◆ PAGE TEXT
As a writer, if you're not upsetting someone, then you're doing something wrong. A while back, hitting the mark, I got an email from a reader.

I had written about the passive-aggressive attitude of slavery being endemic in Mexican culture, still now, many years after the end of the hacienda system. This, I suggested, was reflected in the dysfunctional bureaucracy; "But when you told me to come back with these two documents, why didn't you tell me to bring the third?"; and also, in a class of "slow, shoddy workmanship."

A reader wrote back: "'Slow and shoddy'? Where have you been?" I could have responded, "In San Miguel for 12 years, and before that visiting Mexico since I was 19." But, in a failed attempt at dialogue, I did write back, "Will you give me 'slow'?"

Cultural stereotyping must be done with a grain of salt. You no doubt live in a nicer house than I do, but just from where I am sitting writing this, I can see a dozen examples where a little more concrete and/or a final pass of the trowel would have made a significant difference.

Perhaps a certain class of worker just doesn't share our obsession with perfection? They just can't understand why anyone would want to put the short, cut piece of wall-to-wall carpeting to the back of the room where it will be hidden below the bed, instead of right up front where one walks in. They lack the category. It just didn't register, even after the home-owner's careful instructions.

I encountered another stereotype last week, this one offered by a Mexican acquaintance, G, who I met on one of my afternoon bicycle rides. My route is the same each day, up Prolongación de Aldama, unto Las Moras, and down through Guadiana, making two ascents of the hill there before retracing my route home. It's good exercise.

I first met G when he was working as maître de at Cent'Anni. They make a good pizza, a pizza which would be better if they took my advice and put the cheese down before the sauce, giving the dough a chance to bake without getting soggy. The farther you get away from New Haven (or a chef who has apprenticed on New Haven's Wooster Street) the less the pizza is actually pizza. I know there are different opinions on the subject, but as with Mecca or Jerusalem, all true pizza-ists pray towards New Haven.

Back in those days I was bartering advertising for food with that restaurant. Walking in with friends and picking up the tab, I felt like a big man. My amiability, jocularity and big tips made me a favorite with the staff, including, at their head, G. But, as it does, time passed; G left his position and I lost my barter.

We met up again, happily reunited some short time after this, when Cava Sautto opened (at the start of Codo) with G as its manager. I'm not a big wine drinker, but when I was dating Veronica, the Chilean to whom I owe whatever fluency I have in Spanish, I was a regular patron there. Even the cheap Chilean white wines are good. Again, those days passed. Again, G and I lost touch.

Then, last week, having just descended Guadiana's hill for the first time on my bici, I turned the corner and saw a few people in the street some distance up ahead. As I approached, shifting gears for the now level ground, I recognized one as the now more silver-haired G. I stopped and we caught up, speaking for 15 minutes while my heart-rate went back to a resting level.

Excerpts from point annotation data
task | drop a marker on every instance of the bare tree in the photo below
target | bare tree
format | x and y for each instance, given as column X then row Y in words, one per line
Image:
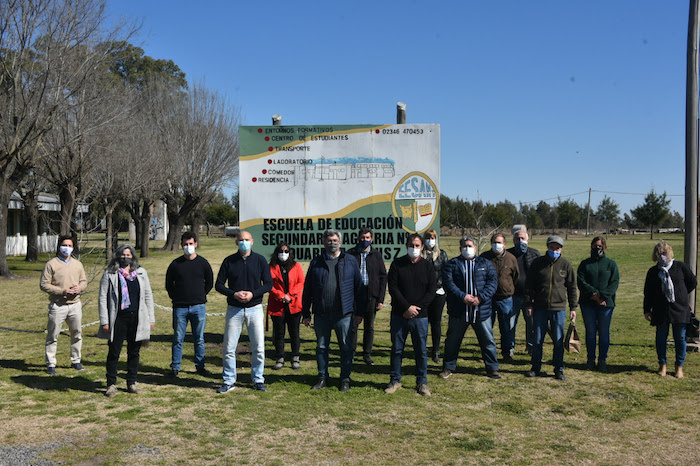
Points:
column 200, row 137
column 39, row 73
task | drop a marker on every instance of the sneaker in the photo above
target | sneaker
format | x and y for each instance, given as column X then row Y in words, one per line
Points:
column 225, row 388
column 392, row 387
column 322, row 383
column 423, row 390
column 203, row 372
column 111, row 391
column 133, row 389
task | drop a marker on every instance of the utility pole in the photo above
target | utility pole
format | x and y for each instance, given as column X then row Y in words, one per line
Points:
column 588, row 214
column 691, row 145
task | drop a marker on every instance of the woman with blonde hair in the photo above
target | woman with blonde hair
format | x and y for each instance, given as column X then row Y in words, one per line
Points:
column 432, row 253
column 666, row 303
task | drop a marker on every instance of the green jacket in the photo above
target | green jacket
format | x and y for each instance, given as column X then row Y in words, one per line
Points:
column 550, row 284
column 598, row 275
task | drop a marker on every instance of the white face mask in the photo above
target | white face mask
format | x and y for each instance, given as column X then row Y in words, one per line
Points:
column 469, row 252
column 414, row 253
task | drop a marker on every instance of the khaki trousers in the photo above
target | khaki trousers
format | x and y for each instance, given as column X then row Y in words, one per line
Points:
column 71, row 314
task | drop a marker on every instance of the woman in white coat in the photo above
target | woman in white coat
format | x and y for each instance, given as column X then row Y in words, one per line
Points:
column 126, row 313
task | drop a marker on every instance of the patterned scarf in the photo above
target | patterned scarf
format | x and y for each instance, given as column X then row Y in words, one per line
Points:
column 123, row 277
column 666, row 282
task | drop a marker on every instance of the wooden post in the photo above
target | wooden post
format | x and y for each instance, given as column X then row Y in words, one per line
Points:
column 401, row 113
column 691, row 145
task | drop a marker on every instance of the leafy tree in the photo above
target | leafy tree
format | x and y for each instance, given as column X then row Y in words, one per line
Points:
column 654, row 210
column 608, row 212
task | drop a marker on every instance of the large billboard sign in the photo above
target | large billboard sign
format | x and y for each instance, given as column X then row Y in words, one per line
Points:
column 298, row 181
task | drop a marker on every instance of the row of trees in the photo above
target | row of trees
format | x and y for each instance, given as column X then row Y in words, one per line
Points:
column 565, row 214
column 88, row 116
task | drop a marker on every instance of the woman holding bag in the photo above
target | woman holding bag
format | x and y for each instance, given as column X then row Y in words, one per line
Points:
column 666, row 303
column 598, row 278
column 284, row 302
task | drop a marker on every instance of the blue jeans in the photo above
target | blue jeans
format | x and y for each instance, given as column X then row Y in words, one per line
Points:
column 597, row 321
column 507, row 317
column 518, row 306
column 418, row 328
column 678, row 339
column 456, row 328
column 255, row 323
column 556, row 319
column 323, row 325
column 197, row 316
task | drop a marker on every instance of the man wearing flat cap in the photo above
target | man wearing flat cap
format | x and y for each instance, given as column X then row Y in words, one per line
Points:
column 551, row 282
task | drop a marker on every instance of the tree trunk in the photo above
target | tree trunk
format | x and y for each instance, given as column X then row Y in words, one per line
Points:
column 67, row 197
column 5, row 193
column 31, row 210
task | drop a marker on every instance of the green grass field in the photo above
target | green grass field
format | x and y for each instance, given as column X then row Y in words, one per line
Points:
column 629, row 415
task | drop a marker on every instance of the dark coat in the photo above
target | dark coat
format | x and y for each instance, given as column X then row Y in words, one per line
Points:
column 376, row 271
column 454, row 282
column 352, row 297
column 655, row 302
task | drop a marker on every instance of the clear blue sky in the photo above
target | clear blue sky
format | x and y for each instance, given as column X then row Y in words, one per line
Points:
column 536, row 99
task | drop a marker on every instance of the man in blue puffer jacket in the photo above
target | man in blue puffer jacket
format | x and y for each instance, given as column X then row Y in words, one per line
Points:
column 334, row 287
column 470, row 282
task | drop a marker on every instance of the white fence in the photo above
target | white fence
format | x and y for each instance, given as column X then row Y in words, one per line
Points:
column 17, row 245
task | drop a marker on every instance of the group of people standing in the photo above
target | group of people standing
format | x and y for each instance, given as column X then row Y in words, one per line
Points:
column 342, row 289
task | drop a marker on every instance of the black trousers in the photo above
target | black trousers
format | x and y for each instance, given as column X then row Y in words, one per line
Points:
column 368, row 332
column 292, row 321
column 124, row 329
column 435, row 320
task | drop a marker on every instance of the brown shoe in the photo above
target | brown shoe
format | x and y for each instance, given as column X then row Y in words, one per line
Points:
column 662, row 370
column 423, row 390
column 392, row 387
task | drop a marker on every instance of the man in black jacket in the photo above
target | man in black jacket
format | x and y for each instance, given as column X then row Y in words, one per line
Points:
column 374, row 279
column 525, row 256
column 188, row 280
column 244, row 277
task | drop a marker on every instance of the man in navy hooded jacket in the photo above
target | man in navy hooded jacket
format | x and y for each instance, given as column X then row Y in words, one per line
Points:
column 470, row 282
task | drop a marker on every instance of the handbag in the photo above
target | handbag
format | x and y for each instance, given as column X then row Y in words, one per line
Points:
column 572, row 343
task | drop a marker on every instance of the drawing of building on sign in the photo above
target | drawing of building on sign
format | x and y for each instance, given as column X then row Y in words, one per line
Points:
column 344, row 169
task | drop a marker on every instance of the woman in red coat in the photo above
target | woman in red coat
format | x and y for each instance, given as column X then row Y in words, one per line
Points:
column 284, row 305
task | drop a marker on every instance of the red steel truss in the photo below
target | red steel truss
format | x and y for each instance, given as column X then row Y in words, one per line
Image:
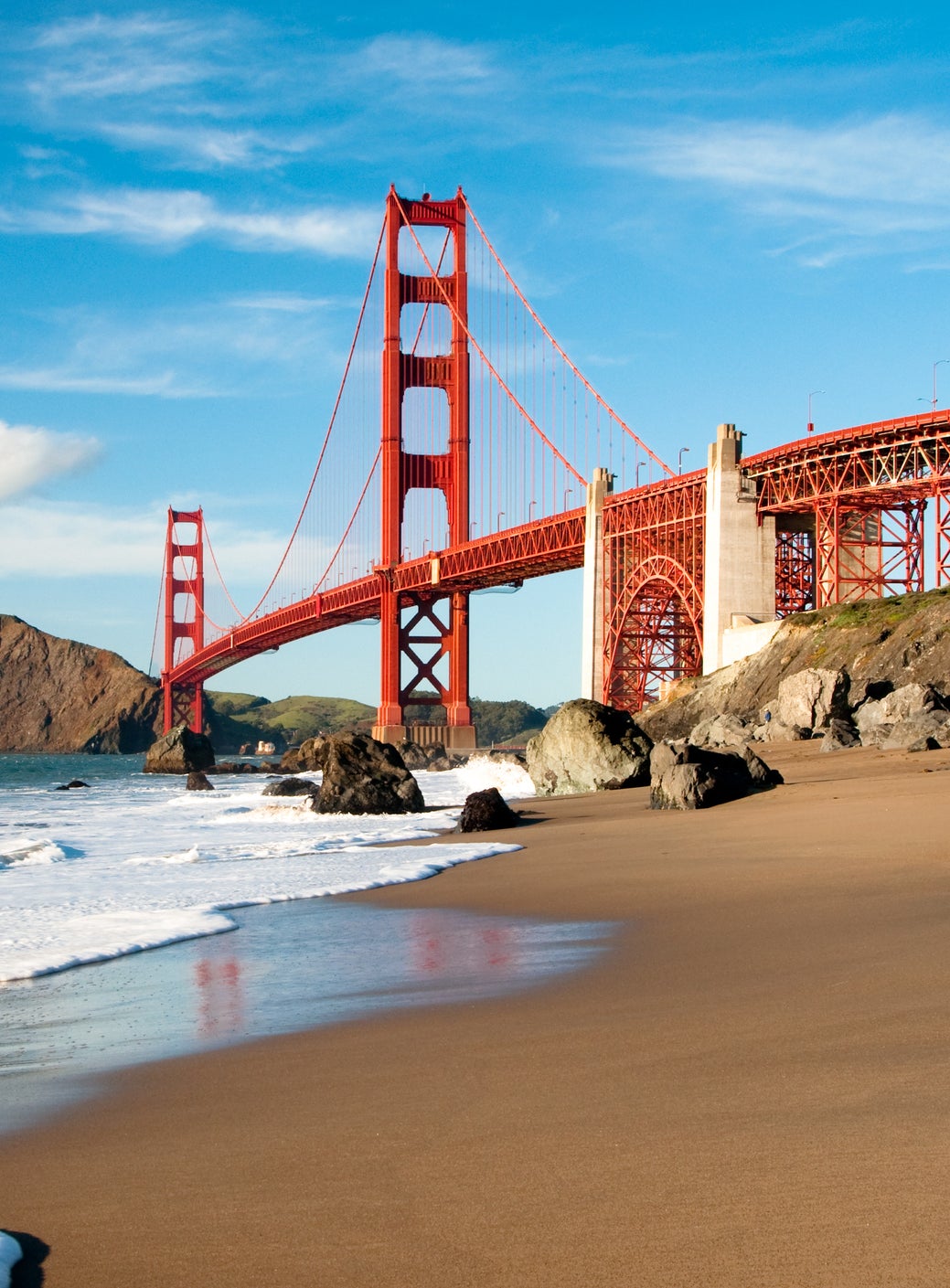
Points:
column 795, row 570
column 654, row 540
column 860, row 496
column 415, row 633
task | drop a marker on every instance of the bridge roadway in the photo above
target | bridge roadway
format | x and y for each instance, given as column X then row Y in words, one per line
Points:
column 887, row 463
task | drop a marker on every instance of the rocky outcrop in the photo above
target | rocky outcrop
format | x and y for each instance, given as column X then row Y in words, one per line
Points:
column 433, row 759
column 179, row 752
column 811, row 698
column 60, row 696
column 688, row 777
column 722, row 730
column 362, row 775
column 486, row 812
column 880, row 644
column 588, row 747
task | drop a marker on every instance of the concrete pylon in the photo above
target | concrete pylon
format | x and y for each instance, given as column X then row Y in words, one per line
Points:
column 593, row 601
column 739, row 582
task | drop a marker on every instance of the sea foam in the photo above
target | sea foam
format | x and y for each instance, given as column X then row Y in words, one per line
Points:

◆ PROMPT 1
Decide whether each statement agrees with the San Miguel essay, answering yes or no and quoting the words of the essay that settle it. (a) The writer's daily bicycle route goes up Prolongación de Aldama. (b) G was the manager of Cent'Anni. (c) The writer is a big wine drinker.
◆ PROMPT 2
Carry on the San Miguel essay from the point where it stops.

◆ OUTPUT 1
(a) Yes: "My route is the same each day, up Prolongación de Aldama, unto Las Moras, and down through Guadiana"
(b) No: "I first met G when he was working as maître de at Cent'Anni."
(c) No: "I'm not a big wine drinker"

◆ OUTPUT 2
After praising his wife, who was speaking with her friend a few steps away, for her regular job in real estate, by way of apologizing for his unsettled employment, G told me that he is about to open a new restaurant on Homo Bono. Further commenting on his difficulties, he ventured the Mexican stereotype: "When Mexicans see you getting ahead, they want to pull you back. Like when one lobster is climbing up out of the tank, the others pull it back down."

I wished him well and offered to give his new restaurant some free publicity. We said a very long goodbye, ending with him slapping my back, three times quickly, when I was already back in the saddle riding away. But a few days later, while I was compiling my news page, G's lobster metaphor came back to haunt me.

When I was dating Veronica, I would sometimes alter my bicycle route. Instead of turning down into Guadiana I would ride all the way down Las Moras and then up Cinco de Mayo to her house in Manantial. Along that farther part of Las Moras I would admiringly pass a muscle car, a high horsepower machine from the 70s. Sometimes the owner had it running. Sometimes it was parked in a slightly different location. Cosmetically, at least, it needed a lot of work.

Three days after meeting G, compiling my news digest, I came across a news article's headline (translated here): "The strange fire of a classic car in the Guadiana neighborhood." Turning to the article I saw with some small horror that it was that muscle car.

Electric cars, due to their batteries, are known to spring into flames, but auto-combustion (if you'll pardon the pun) is not a phenomenon among gas-guzzlers. This led me to conclude that here was a case of G's stereotype in action. Some jealous neighbor set the car ablaze, just to be mean.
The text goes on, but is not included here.